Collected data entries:
- - -

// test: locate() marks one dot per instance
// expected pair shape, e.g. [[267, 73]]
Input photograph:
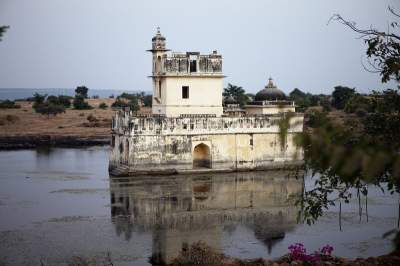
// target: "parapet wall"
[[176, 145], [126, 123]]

- - -

WORK INSTRUCTION
From the first line to the last, repeat the records exactly. Leave out the pictures.

REPLY TO THE TASK
// test: locate() marks one dot per instance
// expected pair shape, e.g. [[267, 73]]
Input photograph:
// target: "parapet wall"
[[176, 145], [126, 123]]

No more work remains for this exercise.